- [WHAT YOU HAVE TO DO]:
Please reproduce exactly, and only, the lines from the one with "Each instance receives exactly one keypoint. Mark the tire" through the last line of the listing below, both ends included, leaving out the pictures.

####################

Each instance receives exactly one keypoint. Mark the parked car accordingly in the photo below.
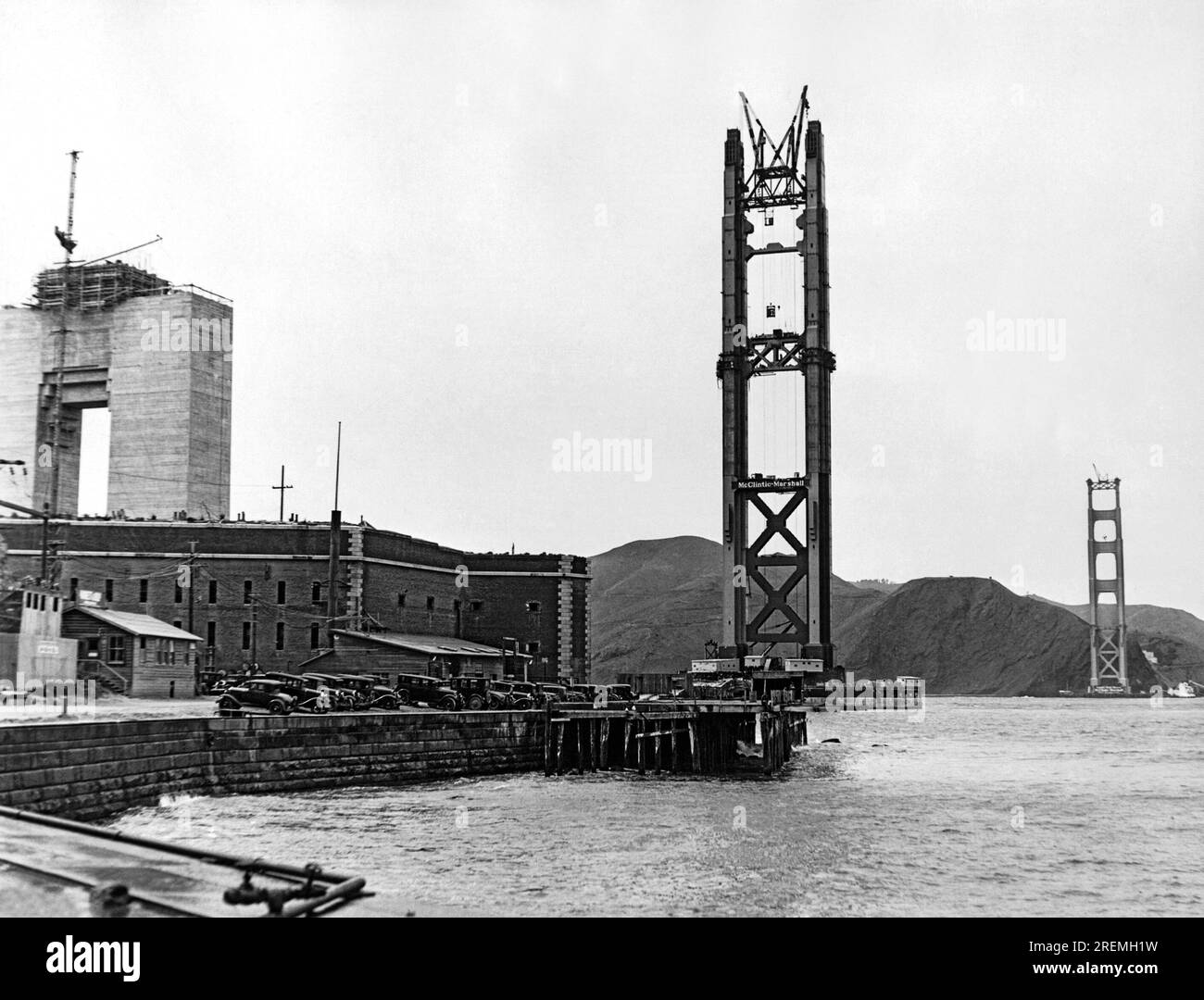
(555, 694)
(372, 694)
(257, 694)
(345, 698)
(531, 691)
(472, 691)
(505, 694)
(729, 689)
(308, 694)
(433, 692)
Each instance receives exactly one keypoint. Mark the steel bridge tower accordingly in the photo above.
(796, 609)
(1106, 566)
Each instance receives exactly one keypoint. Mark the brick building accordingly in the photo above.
(260, 590)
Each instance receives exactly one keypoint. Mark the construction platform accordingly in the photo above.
(679, 737)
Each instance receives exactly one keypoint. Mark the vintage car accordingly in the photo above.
(420, 690)
(345, 698)
(507, 694)
(257, 694)
(473, 691)
(372, 694)
(311, 695)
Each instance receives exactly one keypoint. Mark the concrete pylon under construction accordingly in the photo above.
(157, 356)
(794, 586)
(1106, 566)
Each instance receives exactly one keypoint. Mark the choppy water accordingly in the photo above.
(986, 806)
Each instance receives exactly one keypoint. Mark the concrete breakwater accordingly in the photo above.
(92, 770)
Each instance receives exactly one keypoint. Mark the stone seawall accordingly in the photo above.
(91, 770)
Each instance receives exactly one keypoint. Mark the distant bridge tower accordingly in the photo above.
(1106, 556)
(774, 597)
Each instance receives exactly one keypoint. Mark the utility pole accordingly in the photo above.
(282, 488)
(192, 593)
(254, 631)
(44, 514)
(336, 518)
(69, 244)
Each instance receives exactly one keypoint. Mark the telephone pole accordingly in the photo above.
(254, 631)
(282, 488)
(192, 593)
(69, 244)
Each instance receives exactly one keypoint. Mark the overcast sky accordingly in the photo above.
(470, 230)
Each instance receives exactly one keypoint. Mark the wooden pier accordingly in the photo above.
(675, 738)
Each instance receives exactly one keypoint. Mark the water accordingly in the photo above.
(986, 806)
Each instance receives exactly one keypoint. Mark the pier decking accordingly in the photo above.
(686, 737)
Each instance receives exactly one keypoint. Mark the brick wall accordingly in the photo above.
(91, 770)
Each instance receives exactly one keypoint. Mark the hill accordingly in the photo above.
(658, 601)
(1173, 635)
(971, 635)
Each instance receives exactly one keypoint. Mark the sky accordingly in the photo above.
(485, 235)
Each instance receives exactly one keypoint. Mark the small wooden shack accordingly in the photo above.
(132, 654)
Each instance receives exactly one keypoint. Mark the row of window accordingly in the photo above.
(248, 594)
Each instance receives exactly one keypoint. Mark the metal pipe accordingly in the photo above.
(230, 860)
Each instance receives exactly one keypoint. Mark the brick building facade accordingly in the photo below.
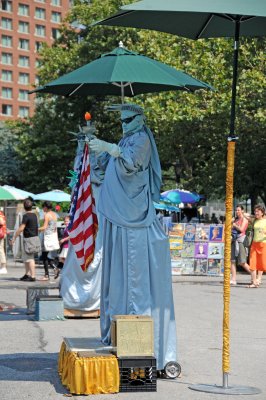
(24, 26)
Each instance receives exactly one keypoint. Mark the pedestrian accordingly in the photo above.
(136, 270)
(31, 242)
(50, 238)
(238, 251)
(3, 269)
(64, 243)
(257, 259)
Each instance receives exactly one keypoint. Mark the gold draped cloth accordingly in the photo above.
(88, 375)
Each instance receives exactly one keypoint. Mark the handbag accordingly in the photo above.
(51, 242)
(248, 238)
(32, 245)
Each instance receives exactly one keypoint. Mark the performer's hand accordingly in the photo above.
(99, 146)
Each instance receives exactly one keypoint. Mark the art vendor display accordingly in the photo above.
(196, 248)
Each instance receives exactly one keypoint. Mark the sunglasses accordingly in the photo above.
(128, 120)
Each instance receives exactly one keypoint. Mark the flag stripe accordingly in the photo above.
(83, 223)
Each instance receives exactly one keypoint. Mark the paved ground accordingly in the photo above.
(29, 349)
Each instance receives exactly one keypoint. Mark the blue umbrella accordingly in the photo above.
(178, 196)
(166, 207)
(56, 195)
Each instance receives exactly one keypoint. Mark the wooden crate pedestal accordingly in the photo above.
(132, 335)
(49, 308)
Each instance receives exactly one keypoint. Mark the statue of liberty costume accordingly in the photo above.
(81, 290)
(136, 265)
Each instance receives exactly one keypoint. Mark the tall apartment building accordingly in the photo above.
(25, 25)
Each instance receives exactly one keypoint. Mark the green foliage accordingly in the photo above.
(190, 129)
(9, 165)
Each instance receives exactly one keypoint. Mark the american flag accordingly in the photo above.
(83, 219)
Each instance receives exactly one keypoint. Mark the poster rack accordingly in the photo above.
(196, 249)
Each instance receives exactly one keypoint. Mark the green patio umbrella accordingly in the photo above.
(12, 193)
(122, 72)
(197, 19)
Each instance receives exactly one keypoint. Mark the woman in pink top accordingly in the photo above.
(238, 251)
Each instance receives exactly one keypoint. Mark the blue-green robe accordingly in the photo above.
(136, 265)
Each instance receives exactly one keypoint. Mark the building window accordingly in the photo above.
(24, 44)
(40, 30)
(23, 9)
(56, 17)
(7, 93)
(23, 27)
(23, 78)
(23, 95)
(39, 13)
(6, 41)
(23, 112)
(6, 58)
(6, 5)
(6, 109)
(7, 76)
(38, 46)
(6, 23)
(55, 33)
(24, 61)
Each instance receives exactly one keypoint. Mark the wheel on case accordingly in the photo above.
(172, 369)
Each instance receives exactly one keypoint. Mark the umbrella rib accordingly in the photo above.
(205, 26)
(77, 88)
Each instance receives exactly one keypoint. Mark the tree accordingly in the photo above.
(9, 164)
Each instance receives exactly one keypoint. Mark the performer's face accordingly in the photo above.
(130, 121)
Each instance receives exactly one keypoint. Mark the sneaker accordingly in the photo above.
(29, 279)
(56, 273)
(24, 277)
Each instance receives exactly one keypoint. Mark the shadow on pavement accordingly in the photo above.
(37, 367)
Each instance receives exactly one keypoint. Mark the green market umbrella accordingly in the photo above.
(12, 193)
(122, 72)
(55, 195)
(198, 19)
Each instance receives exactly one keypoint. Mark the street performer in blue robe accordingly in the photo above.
(136, 265)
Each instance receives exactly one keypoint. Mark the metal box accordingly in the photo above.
(132, 335)
(49, 307)
(137, 374)
(32, 294)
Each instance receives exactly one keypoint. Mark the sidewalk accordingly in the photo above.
(29, 348)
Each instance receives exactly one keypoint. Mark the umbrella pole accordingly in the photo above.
(122, 93)
(225, 388)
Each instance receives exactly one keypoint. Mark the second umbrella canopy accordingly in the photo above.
(122, 72)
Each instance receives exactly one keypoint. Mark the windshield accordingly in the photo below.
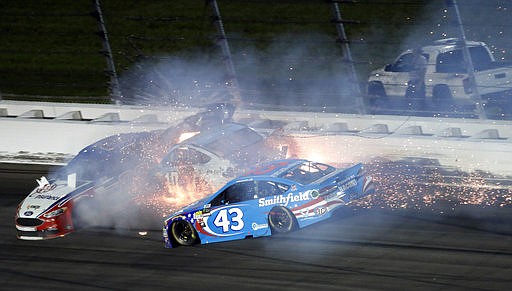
(307, 172)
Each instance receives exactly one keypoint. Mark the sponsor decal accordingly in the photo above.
(256, 226)
(320, 210)
(46, 188)
(285, 200)
(201, 213)
(314, 194)
(349, 184)
(48, 197)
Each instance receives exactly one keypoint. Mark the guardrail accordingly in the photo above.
(38, 129)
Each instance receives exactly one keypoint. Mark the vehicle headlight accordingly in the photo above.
(54, 213)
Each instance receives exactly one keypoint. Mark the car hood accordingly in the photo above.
(44, 197)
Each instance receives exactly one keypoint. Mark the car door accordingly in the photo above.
(233, 213)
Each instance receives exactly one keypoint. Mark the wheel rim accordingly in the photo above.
(280, 220)
(183, 232)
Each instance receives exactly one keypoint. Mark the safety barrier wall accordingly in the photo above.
(45, 129)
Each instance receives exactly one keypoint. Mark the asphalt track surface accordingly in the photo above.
(363, 249)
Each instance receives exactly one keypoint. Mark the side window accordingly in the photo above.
(270, 188)
(404, 63)
(451, 62)
(238, 192)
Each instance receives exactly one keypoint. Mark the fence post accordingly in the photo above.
(347, 56)
(115, 91)
(231, 80)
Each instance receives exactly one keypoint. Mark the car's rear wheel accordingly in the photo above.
(184, 233)
(282, 220)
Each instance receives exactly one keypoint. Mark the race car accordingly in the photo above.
(78, 192)
(216, 156)
(103, 180)
(275, 197)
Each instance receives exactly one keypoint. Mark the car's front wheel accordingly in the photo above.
(282, 220)
(184, 233)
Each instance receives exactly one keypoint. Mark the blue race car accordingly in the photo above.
(275, 197)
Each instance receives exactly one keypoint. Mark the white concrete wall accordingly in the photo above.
(464, 144)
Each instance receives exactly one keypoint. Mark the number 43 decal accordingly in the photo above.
(230, 219)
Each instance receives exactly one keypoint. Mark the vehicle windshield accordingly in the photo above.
(307, 172)
(453, 61)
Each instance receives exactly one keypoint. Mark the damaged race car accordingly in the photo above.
(207, 161)
(77, 194)
(275, 197)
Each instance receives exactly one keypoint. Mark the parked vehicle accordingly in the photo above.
(446, 75)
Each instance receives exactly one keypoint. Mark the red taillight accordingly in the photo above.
(468, 89)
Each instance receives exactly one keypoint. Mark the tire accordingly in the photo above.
(441, 93)
(183, 233)
(376, 89)
(282, 220)
(85, 214)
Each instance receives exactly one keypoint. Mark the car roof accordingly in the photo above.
(448, 44)
(222, 140)
(273, 168)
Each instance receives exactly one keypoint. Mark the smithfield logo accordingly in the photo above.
(284, 200)
(256, 226)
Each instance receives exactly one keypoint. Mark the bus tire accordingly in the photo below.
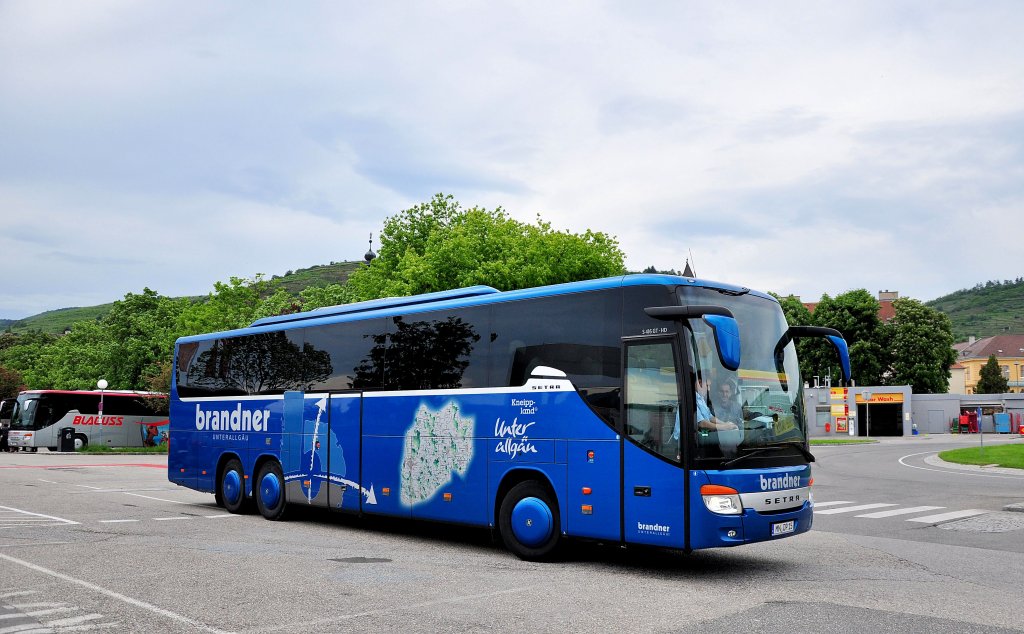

####################

- [SOLUTION TO THE EXERCISE]:
Each instance receives exactly one keypoint. Mark the tire accordingly in the photo above.
(441, 93)
(183, 233)
(376, 89)
(282, 220)
(85, 214)
Each instance receives exactly one keypoint. Mark the car roof accordingly in the photo above.
(448, 44)
(222, 140)
(273, 168)
Each instance receives exactly one keypoint. Mark the smithfield logo accordingly in the photo above.
(284, 200)
(256, 226)
Each instance receives exactly one keypoint. Mark the bus tire accordingly in the photo below.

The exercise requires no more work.